=== Excerpt provided ===
══════════

# Listwise Cross-Encoder

In [3]:
import os
import sys

sys.path.append(os.path.abspath(".."))  # make src available as a package

In [4]:
import torch

device = torch.device("cuda" if torch.cuda.is_available() else "cpu")

# for Apple's Metal (MPS) backend / framework
if torch.backends.mps.is_available():
    device = torch.device("mps")

print(f"Using device: {device}")

Using device: cuda


# 1. Training

WARNING:

Candidates seems to be very unequally distributed in length.
Some are very short, some are very long. This causes a lot of padding
in the batch – and I haven't yet figured out how to deal with that (if at all).

In [13]:
epochs = 3
batch_size = 4
max_grad_norm = 1.0
# learning_rate = 2e-5
learning_rate = 2e-4
# optimizer = AdamW # see below

In [14]:
from src.data import MSMARCO

train_dl, val_dl, test_dl = MSMARCO.as_dataloaders(batch_size=batch_size)

In [15]:
from typing import cast
from IPython.display import display
from transformers import BatchEncoding
from src.data.msmarco import MSMARCOBatch
from src.models.CrossEncoderLongformer import CrossEncoderLongformer, print_encoded
import torch
import torch.optim as optim

def prep_labels(logits, cand_mask, batch: MSMARCOBatch) -> torch.Tensor:
    B, Cmax = logits.shape
    labels = torch.full((B, Cmax), -1.0, device=logits.device) # list → tensor
    # Map per-sample labels onto the True positions of cand_mask
    for b, lbls in enumerate(batch["labels"]):
        valid_idx = cand_mask[b].nonzero(as_tuple=False).squeeze(-1)  # indices where candidate exists
        n = min(len(lbls), valid_idx.numel())
        if n > 0:
            labels[b, valid_idx[:n]] = torch.as_tensor(lbls[:n], dtype=torch.float32, device=logits.device)

    return labels


# convenience function for batch tokenization
def tokenize(batch: MSMARCOBatch):
    return CrossEncoderLongformer.batch_tokenize(
        batch["queries"],
        batch["candidates"],
    ).to(device)

In [16]:
# NOTE: uncomment to see the tokenized input
# sample = cast(MSMARCOBatch, next(iter(train_dl)))
# input = tokenize(sample)
# print_encoded(input)

<font color="tomato">NOTE</font>: I ran into memory issues with the current configuration
where memory wouldn't be freed properly, accumulating _sometimes_, until the GPU ran out of
memory. I circumvented this by either throwing more VRAM at the problem – or trying until
the issue didn't occur.

══════════

(Records excerpted from a collection)
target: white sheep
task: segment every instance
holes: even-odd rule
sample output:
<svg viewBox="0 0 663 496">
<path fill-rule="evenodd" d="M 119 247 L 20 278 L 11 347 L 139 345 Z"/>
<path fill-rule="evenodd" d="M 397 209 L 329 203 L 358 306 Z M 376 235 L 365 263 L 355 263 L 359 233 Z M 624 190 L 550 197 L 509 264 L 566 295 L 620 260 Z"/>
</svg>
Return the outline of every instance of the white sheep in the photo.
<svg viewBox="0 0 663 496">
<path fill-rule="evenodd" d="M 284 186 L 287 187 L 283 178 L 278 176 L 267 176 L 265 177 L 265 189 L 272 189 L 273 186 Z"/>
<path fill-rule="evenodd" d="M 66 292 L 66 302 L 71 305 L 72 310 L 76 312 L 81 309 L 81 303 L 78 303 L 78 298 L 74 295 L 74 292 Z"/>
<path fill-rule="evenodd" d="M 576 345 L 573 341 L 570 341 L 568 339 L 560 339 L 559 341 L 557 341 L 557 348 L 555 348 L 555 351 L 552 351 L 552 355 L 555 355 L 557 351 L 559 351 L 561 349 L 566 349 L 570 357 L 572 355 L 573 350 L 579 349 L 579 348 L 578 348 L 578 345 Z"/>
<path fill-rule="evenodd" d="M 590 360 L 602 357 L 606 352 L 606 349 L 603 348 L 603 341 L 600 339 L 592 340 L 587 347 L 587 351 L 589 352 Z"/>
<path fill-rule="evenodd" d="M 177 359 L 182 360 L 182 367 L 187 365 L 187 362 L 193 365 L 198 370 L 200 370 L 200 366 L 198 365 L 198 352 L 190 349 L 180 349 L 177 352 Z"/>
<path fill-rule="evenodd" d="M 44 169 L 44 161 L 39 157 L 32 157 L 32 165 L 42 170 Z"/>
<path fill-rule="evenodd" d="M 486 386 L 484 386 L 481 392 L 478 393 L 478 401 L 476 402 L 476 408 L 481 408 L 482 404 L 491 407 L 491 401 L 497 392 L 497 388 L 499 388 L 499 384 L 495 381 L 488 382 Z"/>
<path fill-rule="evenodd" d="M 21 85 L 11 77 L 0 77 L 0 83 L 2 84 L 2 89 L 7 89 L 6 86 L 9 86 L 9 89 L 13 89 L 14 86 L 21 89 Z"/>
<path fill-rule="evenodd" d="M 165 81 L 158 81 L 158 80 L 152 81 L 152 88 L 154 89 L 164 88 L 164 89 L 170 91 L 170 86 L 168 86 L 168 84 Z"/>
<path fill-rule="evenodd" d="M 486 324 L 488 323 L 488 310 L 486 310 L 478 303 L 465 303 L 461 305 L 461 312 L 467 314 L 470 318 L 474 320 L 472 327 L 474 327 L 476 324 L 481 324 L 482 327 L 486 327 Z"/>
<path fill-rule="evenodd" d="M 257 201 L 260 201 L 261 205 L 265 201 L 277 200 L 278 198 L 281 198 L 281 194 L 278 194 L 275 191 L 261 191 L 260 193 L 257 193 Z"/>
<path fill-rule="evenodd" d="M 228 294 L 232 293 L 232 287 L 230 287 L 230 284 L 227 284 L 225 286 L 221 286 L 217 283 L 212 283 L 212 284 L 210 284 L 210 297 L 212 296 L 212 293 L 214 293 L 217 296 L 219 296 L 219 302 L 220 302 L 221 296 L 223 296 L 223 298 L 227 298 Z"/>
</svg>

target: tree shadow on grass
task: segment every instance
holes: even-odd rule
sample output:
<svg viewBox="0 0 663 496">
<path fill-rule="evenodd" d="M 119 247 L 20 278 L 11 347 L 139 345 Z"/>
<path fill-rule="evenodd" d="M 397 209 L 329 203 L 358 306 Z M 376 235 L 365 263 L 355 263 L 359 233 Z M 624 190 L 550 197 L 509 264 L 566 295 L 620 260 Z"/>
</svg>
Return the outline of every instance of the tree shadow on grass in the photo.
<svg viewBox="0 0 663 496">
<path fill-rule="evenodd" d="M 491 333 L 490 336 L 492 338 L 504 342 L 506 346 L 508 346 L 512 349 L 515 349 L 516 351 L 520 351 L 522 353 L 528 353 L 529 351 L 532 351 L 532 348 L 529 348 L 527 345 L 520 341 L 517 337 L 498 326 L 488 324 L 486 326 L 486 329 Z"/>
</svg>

══════════

=== Exercise objective ===
Rewrite the stretch of the cross-encoder notebook from "# convenience function" through "# print_encoded(input)", putting "helper function" in place of "convenience function". These records were taken from a separate source.

=== Solution below ===
# helper function for batch tokenization
def tokenize(batch: MSMARCOBatch):
    return CrossEncoderLongformer.batch_tokenize(
        batch["queries"],
        batch["candidates"],
    ).to(device)

In [16]:
# NOTE: uncomment to see the tokenized input
# sample = cast(MSMARCOBatch, next(iter(train_dl)))
# input = tokenize(sample)
# print_encoded(input)